- **Task description**
Whenever a line in the data contains "front", show that line.

- **Task inputs**
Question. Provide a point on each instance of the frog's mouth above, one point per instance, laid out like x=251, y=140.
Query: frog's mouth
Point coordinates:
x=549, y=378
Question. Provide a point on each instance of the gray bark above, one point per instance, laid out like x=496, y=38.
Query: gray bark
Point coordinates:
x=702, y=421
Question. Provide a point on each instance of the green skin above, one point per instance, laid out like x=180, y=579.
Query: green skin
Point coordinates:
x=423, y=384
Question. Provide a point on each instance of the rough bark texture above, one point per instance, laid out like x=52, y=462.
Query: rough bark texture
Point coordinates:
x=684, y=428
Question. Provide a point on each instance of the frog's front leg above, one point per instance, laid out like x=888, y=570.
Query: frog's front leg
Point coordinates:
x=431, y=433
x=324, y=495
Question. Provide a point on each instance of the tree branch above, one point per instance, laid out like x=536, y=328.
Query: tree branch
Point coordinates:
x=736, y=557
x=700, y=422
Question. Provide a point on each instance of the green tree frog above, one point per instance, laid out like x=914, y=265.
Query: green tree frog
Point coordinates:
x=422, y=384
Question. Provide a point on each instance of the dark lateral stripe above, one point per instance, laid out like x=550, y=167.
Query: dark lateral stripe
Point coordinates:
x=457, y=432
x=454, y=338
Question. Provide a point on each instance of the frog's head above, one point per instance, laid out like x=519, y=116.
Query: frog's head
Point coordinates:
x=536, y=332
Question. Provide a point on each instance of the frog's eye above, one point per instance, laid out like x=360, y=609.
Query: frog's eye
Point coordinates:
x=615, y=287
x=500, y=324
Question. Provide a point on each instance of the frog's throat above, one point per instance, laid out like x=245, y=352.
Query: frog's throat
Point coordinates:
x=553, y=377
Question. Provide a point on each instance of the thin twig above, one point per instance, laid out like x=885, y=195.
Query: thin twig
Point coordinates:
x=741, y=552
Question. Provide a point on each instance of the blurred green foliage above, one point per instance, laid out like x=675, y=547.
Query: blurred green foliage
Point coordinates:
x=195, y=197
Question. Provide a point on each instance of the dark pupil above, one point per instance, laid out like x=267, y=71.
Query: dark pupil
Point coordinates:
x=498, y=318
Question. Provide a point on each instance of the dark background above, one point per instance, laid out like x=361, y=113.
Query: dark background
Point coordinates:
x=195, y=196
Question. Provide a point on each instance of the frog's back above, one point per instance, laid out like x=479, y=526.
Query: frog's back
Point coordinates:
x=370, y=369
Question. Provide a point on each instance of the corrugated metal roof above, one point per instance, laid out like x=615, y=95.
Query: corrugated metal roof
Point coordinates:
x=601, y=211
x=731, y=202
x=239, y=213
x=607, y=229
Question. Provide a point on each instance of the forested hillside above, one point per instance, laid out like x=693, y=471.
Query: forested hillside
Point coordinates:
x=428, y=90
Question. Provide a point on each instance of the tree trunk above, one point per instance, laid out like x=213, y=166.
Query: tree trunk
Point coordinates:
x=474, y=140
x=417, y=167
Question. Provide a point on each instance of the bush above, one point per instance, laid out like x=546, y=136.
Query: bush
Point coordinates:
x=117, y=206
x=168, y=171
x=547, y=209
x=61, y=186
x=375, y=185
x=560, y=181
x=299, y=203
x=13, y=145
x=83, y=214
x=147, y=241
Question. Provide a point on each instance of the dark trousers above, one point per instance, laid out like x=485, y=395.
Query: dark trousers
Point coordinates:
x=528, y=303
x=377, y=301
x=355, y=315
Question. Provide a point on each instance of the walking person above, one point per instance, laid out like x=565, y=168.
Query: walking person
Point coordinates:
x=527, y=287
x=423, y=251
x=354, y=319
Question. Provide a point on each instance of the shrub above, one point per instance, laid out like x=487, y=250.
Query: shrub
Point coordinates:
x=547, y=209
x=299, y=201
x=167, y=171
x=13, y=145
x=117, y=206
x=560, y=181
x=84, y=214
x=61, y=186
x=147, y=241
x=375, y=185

- **Output of the exercise**
Question. Provide a point on each instance of the frog's front leg above, one point per instance, laid out like x=888, y=570.
Query: frog's front leg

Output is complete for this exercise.